■ **Supplied records**
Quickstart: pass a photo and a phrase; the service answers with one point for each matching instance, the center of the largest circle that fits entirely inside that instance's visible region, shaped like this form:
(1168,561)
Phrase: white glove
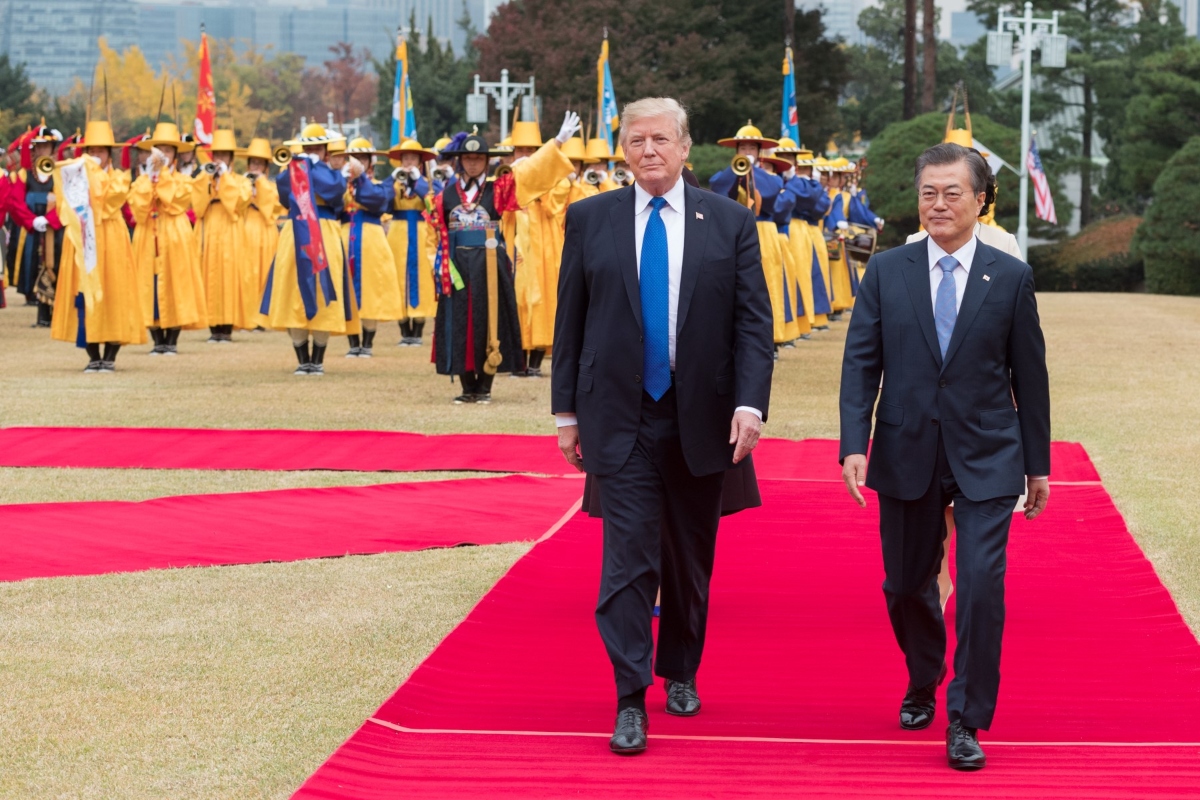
(570,127)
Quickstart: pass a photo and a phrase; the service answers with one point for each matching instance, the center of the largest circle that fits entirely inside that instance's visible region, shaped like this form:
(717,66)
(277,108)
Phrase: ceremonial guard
(477,331)
(220,198)
(97,298)
(749,184)
(408,235)
(261,229)
(309,293)
(540,172)
(40,244)
(172,286)
(370,259)
(809,203)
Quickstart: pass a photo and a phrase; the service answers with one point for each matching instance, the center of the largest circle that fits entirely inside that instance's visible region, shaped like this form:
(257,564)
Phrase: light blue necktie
(946,308)
(655,289)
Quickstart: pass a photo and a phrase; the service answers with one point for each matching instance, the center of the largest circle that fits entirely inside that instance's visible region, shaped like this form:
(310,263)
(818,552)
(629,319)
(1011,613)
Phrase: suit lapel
(916,276)
(977,289)
(621,217)
(695,238)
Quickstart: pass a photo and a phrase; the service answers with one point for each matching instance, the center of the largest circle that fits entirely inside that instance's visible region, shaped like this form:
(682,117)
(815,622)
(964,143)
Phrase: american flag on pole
(1041,185)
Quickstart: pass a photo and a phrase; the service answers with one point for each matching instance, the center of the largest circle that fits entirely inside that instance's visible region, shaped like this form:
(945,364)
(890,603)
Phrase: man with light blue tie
(661,379)
(952,328)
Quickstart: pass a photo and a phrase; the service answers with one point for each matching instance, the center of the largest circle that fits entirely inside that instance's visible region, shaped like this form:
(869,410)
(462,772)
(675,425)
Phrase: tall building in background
(57,38)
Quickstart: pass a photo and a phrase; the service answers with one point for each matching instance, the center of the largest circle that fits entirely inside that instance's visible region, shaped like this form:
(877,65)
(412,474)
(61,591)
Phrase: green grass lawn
(239,681)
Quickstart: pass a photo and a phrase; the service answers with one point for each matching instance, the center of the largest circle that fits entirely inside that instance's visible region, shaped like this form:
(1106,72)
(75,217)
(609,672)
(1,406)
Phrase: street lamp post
(1033,34)
(505,94)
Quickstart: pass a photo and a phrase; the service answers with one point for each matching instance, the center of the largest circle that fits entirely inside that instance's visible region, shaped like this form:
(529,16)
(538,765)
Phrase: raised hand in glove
(570,127)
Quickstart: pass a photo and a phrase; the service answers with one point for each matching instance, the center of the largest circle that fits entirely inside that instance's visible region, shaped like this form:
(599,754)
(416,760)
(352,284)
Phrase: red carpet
(799,649)
(60,539)
(809,459)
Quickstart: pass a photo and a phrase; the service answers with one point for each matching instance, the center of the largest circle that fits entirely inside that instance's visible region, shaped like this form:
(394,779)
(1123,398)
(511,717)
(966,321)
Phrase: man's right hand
(569,443)
(853,473)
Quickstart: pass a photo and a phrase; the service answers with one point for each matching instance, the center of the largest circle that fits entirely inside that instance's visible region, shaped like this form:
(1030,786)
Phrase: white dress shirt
(673,221)
(964,256)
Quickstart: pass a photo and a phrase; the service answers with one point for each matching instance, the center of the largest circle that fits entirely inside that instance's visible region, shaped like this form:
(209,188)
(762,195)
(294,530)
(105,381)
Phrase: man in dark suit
(952,328)
(663,362)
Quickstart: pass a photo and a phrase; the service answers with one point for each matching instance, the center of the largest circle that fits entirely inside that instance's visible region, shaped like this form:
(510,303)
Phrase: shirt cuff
(753,410)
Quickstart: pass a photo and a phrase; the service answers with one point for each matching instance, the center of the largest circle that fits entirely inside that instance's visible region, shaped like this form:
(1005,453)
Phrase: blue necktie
(655,289)
(946,308)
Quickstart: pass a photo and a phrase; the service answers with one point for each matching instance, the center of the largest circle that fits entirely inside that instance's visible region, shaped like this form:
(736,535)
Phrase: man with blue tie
(952,328)
(661,379)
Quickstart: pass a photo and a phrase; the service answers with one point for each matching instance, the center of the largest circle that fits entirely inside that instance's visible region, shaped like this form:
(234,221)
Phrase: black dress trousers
(659,527)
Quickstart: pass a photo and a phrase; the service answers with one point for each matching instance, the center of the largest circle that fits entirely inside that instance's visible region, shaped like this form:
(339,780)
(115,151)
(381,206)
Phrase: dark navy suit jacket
(724,347)
(995,356)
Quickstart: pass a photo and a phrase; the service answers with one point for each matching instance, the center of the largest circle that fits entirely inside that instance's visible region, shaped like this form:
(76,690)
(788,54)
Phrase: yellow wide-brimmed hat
(312,133)
(411,145)
(526,134)
(99,133)
(598,149)
(576,150)
(223,140)
(258,148)
(361,146)
(166,133)
(748,132)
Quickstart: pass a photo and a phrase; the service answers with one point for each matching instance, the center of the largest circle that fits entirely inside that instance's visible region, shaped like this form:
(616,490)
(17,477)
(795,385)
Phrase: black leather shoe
(682,698)
(919,703)
(963,750)
(629,737)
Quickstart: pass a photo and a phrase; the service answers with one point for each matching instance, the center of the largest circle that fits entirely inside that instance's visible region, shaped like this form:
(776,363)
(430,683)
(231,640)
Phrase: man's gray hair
(651,107)
(941,155)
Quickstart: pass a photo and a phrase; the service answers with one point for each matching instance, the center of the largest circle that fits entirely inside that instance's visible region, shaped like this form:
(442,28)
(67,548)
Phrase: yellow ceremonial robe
(261,238)
(413,248)
(541,193)
(166,253)
(115,314)
(220,205)
(381,299)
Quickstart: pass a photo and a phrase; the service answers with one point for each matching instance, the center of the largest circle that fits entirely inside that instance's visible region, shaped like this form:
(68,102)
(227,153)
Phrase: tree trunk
(910,59)
(1087,124)
(929,42)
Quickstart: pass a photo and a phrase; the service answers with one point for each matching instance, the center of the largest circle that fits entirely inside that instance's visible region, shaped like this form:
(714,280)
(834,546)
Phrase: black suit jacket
(996,356)
(724,346)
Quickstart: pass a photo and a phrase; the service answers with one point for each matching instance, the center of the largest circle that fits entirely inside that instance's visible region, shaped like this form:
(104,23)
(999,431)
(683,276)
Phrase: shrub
(1169,238)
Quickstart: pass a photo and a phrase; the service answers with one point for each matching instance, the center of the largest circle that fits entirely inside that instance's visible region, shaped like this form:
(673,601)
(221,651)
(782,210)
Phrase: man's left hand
(744,433)
(1036,495)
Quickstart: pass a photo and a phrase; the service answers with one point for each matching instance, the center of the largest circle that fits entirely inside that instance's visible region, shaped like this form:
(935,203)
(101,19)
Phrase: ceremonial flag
(1041,184)
(403,120)
(606,98)
(205,98)
(790,119)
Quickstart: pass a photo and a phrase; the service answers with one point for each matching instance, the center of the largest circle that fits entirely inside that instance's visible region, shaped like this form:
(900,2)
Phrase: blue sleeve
(375,198)
(328,184)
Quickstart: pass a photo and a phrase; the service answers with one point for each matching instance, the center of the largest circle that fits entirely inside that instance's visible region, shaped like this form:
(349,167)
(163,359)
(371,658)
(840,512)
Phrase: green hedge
(1169,238)
(1096,259)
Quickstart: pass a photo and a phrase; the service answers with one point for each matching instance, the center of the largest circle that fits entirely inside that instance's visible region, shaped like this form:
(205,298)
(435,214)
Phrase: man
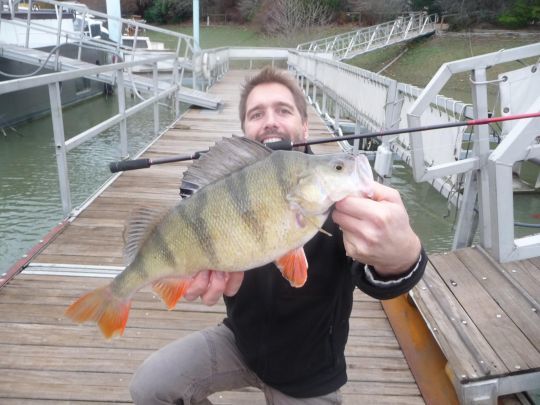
(288,342)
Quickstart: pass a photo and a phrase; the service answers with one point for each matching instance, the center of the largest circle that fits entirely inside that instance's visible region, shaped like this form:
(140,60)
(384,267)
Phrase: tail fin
(102,307)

■ **What to do**
Every entry above needs to be retyped exactly; drop the pictures.

■ **Task result**
Quickstart: pass a photo and a phrase; the service answers with one point for each matching instance, the center of the largest circle that fits entirely inside that instance's visible region, shaped like this form:
(1168,561)
Phrase: white glove
(570,127)
Quickstart: pass a photo and a phrase; the service answers with one point for each matching instance, the center of the largest circle that fits entirely inside that instance's visible region, shaped like this form:
(717,66)
(277,108)
Phrase: ceremonial guard
(477,331)
(220,198)
(97,298)
(749,184)
(408,235)
(261,229)
(309,293)
(540,172)
(40,244)
(172,286)
(370,259)
(809,203)
Quickstart: pass a photo and a phrase; the service answers with one point for each matching instance, the center of the largest circle that fits entirely inside that instance's visible region, shaped like this form:
(257,564)
Phrase: light blue necktie
(946,308)
(655,289)
Quickstart: pass a photo and a phrase; the service answers with one point for each matching instance, the center of the largest circle that fits entirely inside that instance's visible region, shaped like this form:
(310,263)
(818,552)
(629,319)
(1011,613)
Phrase: suit lapel
(916,276)
(977,289)
(621,217)
(695,238)
Quickstart: pass a photo and a phrase; the service answers with one point for each matching instance, the center of the largest circle that fits entirely inside that instance's visible region, shaped like this form:
(682,117)
(815,622)
(964,143)
Phrase: american flag on pole
(1041,185)
Quickstart: pass a photo and a phrase; the service answers with one point for each matching instance, the center of the largest circle that fits entirely inside that instance's visible region, shaped like this form:
(945,364)
(890,603)
Phrase: man with light blue tie
(661,379)
(952,328)
Quickstart: pass a photo and a phrase; the service answers with one point for each matching instance, the center of the largest circle that fits entirely inside that instance's visible region, shaped like this form:
(869,410)
(462,772)
(675,425)
Phrase: tall building in background
(57,38)
Quickstart: pass a photo and a phrase; the service answers with one point for each matching instance, the center of the largest circle that fits entirely inside that instance's visible region, shaped like this form:
(877,65)
(412,474)
(61,591)
Phrase: green grass lawn
(239,681)
Quickstart: pass a photo and a phrase; the service answers with one point for each matching instance, the center of the largest circle that fits entirely inside that instance's visible region, shaped like this form:
(1106,72)
(75,217)
(609,672)
(1,406)
Phrase: street lamp post
(1033,34)
(505,94)
Quickstart: pass a photo and a phrase; the service answers with one point for each matching instance, the center of the largest circle that fits entirely inside that instance's visible region, shaped like this form:
(529,16)
(538,765)
Phrase: raised hand in glove
(570,127)
Quickstart: pass a photo and a phrase; the service answers with one point for each matching instance, the center of the largest circle that fits entirely inside that instance's visible region, shaped like this form:
(599,754)
(416,760)
(352,284)
Phrase: red carpet
(799,649)
(60,539)
(809,459)
Quickstart: pass a photo and a phrase; the service answers with one point for each matching instance, the center of the largest circle that fits entirely inside that instance's visible region, shaped like this form:
(394,779)
(1123,398)
(511,717)
(966,321)
Phrase: man's right hand
(569,443)
(853,473)
Quickstart: pass a photo and a phrase; the service answers with one point for each matching instance, the center of the largest circle that fits entirely inside that instance's visible region, shaped like this form:
(1030,786)
Phrase: white dress shirt
(673,221)
(964,256)
Quickstart: pass a photo and a phrase; the service answers with one point for each matching instance, the center of the largest circle that fits entirely inside that instance's visible region, shaped like this form:
(209,188)
(762,195)
(294,530)
(105,381)
Phrase: man in dark suit
(952,328)
(663,362)
Quickstart: pass a photo and a phrase; the service answers with one point for each matching instance, the center of the largest circle that fits entirely inside that instance's visible region, shaped like this form:
(510,303)
Phrase: shirt cuff
(753,410)
Quickstart: pass a photo and a phrase; the service answers with one point for each matching instance, the center of the largest circle that fits entirely inside that instance's visible region, shaped like this form:
(1005,453)
Phrase: blue necktie
(655,289)
(946,308)
Quickstart: pass a photo and a phrase; the service answers with one point for each matching instance, the center of the largest circle that fits entirely inside that instance's visible region, shaped like this form:
(736,535)
Phrase: man with blue tie
(952,328)
(661,379)
Quickstart: pass a photo and a phrase; the service answers with one point for each matching instance, the center of the largest circle that fits entirely inside that instance's visible region, shaped like this form:
(234,221)
Phrase: black dress trousers
(659,527)
Quickstart: pass a photo and a phrase; the service answers with one point for each matching instance, the center of the largest circle that fits entirely inside that instance's visible region, shaped like this form:
(339,780)
(115,151)
(381,206)
Phrase: dark navy suit jacket
(724,347)
(995,356)
Quickstart: pass a photo and a phrase; the service answers with one point for each matching instance, the center of the largest circle that fits entirely inside that instance's visible region, shaped like this form:
(76,690)
(788,54)
Phrase: yellow wide-brimmed hat
(312,133)
(411,145)
(526,134)
(99,133)
(598,149)
(576,150)
(223,140)
(258,148)
(361,146)
(166,133)
(748,132)
Quickstart: pass a photo and a phrase; the service answers with one point for each matching instance, the center of the largest circle that fits entirely inside that instance's visible region, shaped like this form:
(616,490)
(17,477)
(795,385)
Phrase: black leather shoe
(682,698)
(919,703)
(963,750)
(629,737)
Quickstart: pass a photo and a phrase; the service answers with one point for each matching instance, the center of the largest circle that fits entirely inside that instance's visible region, shaped like this form:
(776,363)
(430,683)
(231,640)
Phrase: man's gray hair
(651,107)
(941,155)
Quickstart: pass a photo and a phrase; the service answers with one point for each matching instance, the center of the largest circle that fits entirely inside that instance's visible region, shaped like this form:
(442,28)
(67,548)
Phrase: yellow ceremonial robe
(261,238)
(413,248)
(541,193)
(166,253)
(115,314)
(220,205)
(381,299)
Quickstart: pass a photo and a phrase; the service answers with one point for each matching instance, the center of the largest circle that fits entirely inside that instance's visible region, shaped like this form:
(68,102)
(227,153)
Phrase: tree trunk
(910,59)
(1087,124)
(929,42)
Quickstart: pass a photo and a phrase; the service answers with one point for each matching instance, the center of the largest circle that fits entirely inside that instance's visible region, shaped like this form:
(714,280)
(834,546)
Phrase: black suit jacket
(996,356)
(724,346)
Quickstart: pass a photo and a phrase; the service answers with one point for each matching instance, the center of the largest circle that fits entirely inside that instance's visible region, shaped like this form:
(104,23)
(999,431)
(683,276)
Phrase: shrub
(1169,238)
Quickstart: pass a photo and a phrase; the service answers with one point for each matching instance, the center of the largest circle that fits entirely inside that instance's visible region, shaped like this form:
(673,601)
(221,651)
(782,210)
Phrase: man's left hand
(744,433)
(1036,495)
Quickstart: pass a photo and a phrase; the service answers with one point for each matching instance, the center of the largest circle that fits entirely inside that instance's visible region, shaped like this form:
(935,203)
(101,19)
Phrase: ceremonial flag
(1041,184)
(403,120)
(606,98)
(205,98)
(790,119)
Quickstart: pass a photo and a phrase; the service answers with one point for each matching instance, the center of the largest circle that fits entirely inside that instance's visible region, shaped like this form:
(900,2)
Phrase: blue sleeve
(375,198)
(328,184)
Quickstart: pass a photo and a phrase; the service answers with one point for each matching instance, the center of the largest circle that fits entirely inside that instance's visible region, shaped like this form:
(349,167)
(163,359)
(371,658)
(840,512)
Phrase: green hedge
(1169,238)
(1096,259)
Quickstart: pass a photo and a phrase; the service answers with one point for each matching instance, the center of the largest circle that fits entirely inside that instance's visible region, shaped like this form:
(205,298)
(435,214)
Phrase: man
(288,342)
Quickstart: pass a photo and a phrase; the service answers with one point for each matching instance, the center of the largest circle that fits entirely inside that instance's visible region, shaped like this form:
(140,60)
(384,267)
Phrase: tail fin
(102,307)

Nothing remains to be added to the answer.